DIRECTIVE:
Count the lines in the entries below that contain the string "small", treating case as significant, and give only the number.
>> Begin MATERIAL SUPPLIED
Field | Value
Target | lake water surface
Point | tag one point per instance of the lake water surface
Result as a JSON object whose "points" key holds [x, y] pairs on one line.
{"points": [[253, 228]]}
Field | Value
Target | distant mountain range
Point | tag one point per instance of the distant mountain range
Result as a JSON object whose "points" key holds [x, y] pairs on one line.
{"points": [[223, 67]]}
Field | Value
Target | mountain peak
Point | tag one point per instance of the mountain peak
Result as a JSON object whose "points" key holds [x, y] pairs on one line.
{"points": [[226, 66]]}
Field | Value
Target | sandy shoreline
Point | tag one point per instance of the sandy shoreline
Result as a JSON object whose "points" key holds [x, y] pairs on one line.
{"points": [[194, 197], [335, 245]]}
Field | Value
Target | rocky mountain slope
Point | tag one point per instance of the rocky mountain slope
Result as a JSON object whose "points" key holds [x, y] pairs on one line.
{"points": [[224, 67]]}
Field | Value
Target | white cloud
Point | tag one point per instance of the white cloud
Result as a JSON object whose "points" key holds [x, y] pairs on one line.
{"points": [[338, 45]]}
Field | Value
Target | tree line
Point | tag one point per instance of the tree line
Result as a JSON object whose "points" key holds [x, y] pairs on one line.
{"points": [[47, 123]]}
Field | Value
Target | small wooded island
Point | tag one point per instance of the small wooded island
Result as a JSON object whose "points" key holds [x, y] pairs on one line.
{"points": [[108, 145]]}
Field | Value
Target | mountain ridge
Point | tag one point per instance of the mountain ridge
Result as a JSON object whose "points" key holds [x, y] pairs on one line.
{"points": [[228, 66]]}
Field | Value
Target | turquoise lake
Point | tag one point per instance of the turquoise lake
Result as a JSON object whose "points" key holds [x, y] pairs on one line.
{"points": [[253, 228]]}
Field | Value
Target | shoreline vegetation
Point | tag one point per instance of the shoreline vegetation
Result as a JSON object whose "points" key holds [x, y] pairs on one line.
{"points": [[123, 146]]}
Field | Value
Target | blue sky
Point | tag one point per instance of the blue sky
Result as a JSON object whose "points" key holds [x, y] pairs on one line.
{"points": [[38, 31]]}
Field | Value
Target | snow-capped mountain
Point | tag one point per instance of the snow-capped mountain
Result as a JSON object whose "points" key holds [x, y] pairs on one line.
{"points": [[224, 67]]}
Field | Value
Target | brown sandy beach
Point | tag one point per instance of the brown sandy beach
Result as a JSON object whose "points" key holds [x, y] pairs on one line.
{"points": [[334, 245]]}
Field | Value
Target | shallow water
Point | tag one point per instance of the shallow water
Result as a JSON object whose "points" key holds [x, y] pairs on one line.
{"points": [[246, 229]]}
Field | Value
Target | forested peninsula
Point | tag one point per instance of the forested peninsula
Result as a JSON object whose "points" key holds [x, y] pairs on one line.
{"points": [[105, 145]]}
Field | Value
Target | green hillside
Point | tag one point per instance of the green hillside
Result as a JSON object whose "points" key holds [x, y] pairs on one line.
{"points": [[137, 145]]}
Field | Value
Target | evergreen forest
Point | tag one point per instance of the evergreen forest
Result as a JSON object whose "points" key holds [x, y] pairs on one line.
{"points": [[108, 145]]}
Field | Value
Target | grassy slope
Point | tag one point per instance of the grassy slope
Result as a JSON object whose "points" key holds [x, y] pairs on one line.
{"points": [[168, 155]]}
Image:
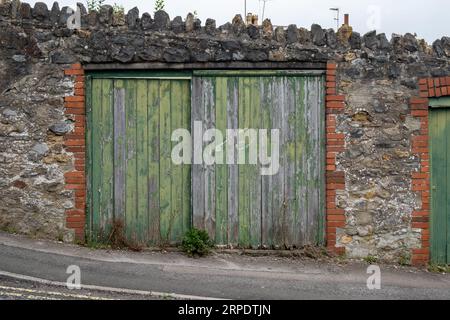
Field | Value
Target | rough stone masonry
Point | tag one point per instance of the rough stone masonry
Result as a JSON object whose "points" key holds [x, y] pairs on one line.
{"points": [[377, 77]]}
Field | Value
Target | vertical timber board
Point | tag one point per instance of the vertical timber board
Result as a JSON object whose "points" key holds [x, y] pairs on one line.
{"points": [[119, 150], [209, 110], [221, 104], [142, 162], [96, 157], [176, 105], [278, 205], [153, 132], [186, 168], [233, 168], [89, 156], [266, 181], [321, 165], [447, 184], [254, 177], [131, 159], [289, 148], [198, 173], [301, 162], [243, 156], [439, 144], [165, 173], [107, 147]]}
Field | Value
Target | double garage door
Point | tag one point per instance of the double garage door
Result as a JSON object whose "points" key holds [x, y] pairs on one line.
{"points": [[133, 178]]}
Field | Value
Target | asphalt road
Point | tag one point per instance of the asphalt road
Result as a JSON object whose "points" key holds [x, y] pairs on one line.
{"points": [[219, 276]]}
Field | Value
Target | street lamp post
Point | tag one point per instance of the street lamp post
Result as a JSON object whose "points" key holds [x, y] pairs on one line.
{"points": [[337, 17]]}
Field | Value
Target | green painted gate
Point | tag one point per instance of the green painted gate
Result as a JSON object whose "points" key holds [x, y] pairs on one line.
{"points": [[235, 203], [440, 180], [131, 176]]}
>> End MATERIAL SUPPLIED
EXERCISE RESPONSE:
2